● Short problem: Quote the material below word for word, from the line with "For the trial run, indicate each instance of the asphalt" up to and including the last line, and nothing else.

● Extracted material:
★ ★ ★ ★ ★
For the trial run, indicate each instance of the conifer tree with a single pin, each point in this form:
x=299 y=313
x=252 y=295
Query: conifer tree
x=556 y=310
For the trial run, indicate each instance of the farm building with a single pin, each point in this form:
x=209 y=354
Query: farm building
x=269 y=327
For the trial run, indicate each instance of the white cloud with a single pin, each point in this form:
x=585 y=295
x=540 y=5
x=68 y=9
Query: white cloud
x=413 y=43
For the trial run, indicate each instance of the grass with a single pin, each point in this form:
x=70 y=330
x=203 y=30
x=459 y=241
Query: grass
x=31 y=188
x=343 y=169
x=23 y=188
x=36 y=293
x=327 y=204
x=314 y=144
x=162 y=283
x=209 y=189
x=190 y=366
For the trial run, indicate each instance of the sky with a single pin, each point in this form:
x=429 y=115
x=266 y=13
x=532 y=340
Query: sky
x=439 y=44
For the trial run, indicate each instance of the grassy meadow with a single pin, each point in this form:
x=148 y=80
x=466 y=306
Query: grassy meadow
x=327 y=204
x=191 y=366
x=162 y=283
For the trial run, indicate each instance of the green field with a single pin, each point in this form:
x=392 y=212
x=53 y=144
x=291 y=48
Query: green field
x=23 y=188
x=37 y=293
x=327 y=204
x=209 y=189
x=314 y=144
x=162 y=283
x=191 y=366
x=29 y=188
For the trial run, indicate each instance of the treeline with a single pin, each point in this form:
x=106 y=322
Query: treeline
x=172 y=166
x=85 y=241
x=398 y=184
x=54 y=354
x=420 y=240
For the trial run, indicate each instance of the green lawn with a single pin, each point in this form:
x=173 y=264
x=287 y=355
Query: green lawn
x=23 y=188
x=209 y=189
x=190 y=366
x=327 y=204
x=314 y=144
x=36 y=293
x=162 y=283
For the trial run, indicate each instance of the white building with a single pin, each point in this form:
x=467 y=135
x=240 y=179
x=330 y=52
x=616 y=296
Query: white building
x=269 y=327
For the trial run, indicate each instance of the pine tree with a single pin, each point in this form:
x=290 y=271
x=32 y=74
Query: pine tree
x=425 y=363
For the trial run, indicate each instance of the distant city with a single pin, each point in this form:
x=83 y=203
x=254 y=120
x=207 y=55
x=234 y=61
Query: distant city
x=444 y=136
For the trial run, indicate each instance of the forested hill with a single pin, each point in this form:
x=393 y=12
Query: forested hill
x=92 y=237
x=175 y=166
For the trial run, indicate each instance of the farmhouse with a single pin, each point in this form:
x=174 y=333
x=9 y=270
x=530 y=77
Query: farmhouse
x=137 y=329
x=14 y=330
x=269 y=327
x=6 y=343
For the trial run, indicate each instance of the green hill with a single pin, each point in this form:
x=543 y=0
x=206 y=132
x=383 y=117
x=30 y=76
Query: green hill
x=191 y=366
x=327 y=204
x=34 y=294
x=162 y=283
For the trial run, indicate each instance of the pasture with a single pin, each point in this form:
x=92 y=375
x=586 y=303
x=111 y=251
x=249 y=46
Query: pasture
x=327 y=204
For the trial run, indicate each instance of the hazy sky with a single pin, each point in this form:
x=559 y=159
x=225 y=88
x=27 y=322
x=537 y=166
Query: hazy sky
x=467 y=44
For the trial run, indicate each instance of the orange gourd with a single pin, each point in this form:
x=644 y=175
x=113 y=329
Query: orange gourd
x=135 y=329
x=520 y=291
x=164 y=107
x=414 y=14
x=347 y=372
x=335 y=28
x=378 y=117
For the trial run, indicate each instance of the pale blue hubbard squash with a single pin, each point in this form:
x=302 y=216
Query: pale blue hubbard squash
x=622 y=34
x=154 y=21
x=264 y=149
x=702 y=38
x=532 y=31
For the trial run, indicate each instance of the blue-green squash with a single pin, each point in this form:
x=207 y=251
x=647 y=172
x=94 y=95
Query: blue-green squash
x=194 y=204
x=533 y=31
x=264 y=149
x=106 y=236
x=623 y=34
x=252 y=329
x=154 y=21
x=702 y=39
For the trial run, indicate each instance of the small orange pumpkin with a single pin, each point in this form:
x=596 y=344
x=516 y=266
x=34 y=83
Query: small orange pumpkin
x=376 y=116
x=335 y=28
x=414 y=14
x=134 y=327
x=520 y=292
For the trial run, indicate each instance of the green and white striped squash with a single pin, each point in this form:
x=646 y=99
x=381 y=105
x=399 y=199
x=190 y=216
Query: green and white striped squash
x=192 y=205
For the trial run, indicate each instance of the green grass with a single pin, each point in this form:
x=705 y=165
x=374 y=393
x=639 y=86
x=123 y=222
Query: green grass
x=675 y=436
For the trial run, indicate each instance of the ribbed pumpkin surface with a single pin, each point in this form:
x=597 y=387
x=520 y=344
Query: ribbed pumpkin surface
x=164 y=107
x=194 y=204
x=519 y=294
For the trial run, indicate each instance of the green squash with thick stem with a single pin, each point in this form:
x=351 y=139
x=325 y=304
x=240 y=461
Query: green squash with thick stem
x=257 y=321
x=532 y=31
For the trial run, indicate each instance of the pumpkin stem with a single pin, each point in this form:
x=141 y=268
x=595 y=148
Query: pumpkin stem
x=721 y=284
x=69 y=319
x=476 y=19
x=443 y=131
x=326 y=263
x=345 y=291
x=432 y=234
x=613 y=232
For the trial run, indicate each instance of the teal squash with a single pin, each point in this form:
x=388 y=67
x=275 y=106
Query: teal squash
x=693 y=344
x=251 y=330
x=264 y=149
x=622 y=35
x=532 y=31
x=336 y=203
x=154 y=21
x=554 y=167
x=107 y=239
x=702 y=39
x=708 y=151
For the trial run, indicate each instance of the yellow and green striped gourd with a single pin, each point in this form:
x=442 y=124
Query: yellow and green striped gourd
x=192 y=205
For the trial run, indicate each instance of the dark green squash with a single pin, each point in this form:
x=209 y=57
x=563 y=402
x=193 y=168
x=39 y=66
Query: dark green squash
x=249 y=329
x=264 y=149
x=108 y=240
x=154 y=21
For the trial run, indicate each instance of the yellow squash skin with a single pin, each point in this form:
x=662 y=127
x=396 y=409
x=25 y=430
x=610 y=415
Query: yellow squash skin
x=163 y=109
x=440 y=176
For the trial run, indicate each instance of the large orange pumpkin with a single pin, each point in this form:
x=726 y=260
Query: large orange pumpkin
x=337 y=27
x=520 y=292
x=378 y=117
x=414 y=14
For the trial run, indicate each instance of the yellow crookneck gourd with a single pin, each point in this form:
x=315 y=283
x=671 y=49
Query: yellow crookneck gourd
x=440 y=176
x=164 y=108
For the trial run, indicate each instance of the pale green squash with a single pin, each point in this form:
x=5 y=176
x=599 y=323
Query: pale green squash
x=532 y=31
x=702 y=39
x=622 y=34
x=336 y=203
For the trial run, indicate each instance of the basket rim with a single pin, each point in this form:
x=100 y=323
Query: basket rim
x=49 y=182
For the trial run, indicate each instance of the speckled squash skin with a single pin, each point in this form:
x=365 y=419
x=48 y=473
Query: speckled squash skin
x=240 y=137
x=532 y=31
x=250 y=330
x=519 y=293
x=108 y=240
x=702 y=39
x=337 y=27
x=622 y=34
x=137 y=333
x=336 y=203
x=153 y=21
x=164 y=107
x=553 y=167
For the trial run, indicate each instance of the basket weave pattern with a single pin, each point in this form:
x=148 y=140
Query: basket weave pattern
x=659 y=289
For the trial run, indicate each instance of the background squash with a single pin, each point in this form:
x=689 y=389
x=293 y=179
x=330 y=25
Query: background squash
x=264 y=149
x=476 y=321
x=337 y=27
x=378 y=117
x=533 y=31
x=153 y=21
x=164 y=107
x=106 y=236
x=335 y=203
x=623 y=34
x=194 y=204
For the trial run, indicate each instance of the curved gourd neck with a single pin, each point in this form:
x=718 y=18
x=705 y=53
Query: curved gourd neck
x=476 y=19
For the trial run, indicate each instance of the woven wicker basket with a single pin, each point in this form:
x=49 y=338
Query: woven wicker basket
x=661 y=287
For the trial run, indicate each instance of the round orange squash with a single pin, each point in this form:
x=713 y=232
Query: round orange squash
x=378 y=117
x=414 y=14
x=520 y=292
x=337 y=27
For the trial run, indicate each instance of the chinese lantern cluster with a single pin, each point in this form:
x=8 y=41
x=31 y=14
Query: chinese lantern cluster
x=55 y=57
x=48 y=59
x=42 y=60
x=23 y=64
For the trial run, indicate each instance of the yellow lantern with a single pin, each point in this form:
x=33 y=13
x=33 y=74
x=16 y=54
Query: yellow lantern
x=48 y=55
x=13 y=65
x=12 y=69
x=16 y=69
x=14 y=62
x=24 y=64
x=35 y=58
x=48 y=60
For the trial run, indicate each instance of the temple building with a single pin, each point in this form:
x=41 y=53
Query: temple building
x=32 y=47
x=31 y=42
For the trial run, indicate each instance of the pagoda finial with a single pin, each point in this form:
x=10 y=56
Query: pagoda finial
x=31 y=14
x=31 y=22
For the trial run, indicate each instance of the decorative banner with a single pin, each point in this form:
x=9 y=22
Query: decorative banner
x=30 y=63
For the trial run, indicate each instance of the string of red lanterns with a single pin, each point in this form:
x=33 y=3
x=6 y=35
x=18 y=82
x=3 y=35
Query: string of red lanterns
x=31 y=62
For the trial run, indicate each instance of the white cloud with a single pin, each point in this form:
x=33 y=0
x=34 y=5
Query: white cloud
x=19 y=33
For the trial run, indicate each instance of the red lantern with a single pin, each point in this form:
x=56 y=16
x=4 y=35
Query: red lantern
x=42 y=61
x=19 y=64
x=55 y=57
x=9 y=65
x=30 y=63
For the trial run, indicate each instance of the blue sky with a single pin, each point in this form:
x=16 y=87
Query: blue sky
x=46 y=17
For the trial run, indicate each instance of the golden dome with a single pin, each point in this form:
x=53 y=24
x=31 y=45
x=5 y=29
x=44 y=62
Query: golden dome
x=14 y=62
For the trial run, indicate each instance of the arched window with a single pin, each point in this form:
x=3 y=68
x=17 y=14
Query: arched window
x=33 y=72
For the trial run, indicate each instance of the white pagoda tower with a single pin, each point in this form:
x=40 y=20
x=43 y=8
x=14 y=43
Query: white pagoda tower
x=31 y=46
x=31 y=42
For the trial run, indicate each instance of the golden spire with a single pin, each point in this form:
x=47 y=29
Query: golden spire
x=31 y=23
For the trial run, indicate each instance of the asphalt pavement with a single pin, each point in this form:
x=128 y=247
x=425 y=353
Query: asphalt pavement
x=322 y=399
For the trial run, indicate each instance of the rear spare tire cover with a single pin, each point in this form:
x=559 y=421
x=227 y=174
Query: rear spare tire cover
★ ★ ★ ★ ★
● The result:
For the trial run, indicate each instance of the asphalt pavement with a single pin, each point in this form:
x=128 y=247
x=425 y=353
Query: asphalt pavement
x=322 y=399
For the trial run, indicate each instance of the rear spare tire cover with a single pin, each point in this form:
x=559 y=421
x=227 y=174
Query: rear spare tire cover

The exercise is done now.